## What is being asked
In the listing below, swap every "black fish" for "dark fish" and write the lines out again with nothing else changed.

## Task data

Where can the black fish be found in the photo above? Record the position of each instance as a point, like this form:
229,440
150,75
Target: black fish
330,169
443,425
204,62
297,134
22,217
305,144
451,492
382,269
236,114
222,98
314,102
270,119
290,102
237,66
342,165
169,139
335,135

## Output below
Where can the dark fish be found in the photo above? Record the position of each instance as a point, like this form:
229,440
150,75
Target: dark fish
330,169
443,425
204,62
297,134
22,217
305,144
451,492
382,269
236,114
222,98
314,102
270,119
290,102
237,66
342,165
169,139
335,135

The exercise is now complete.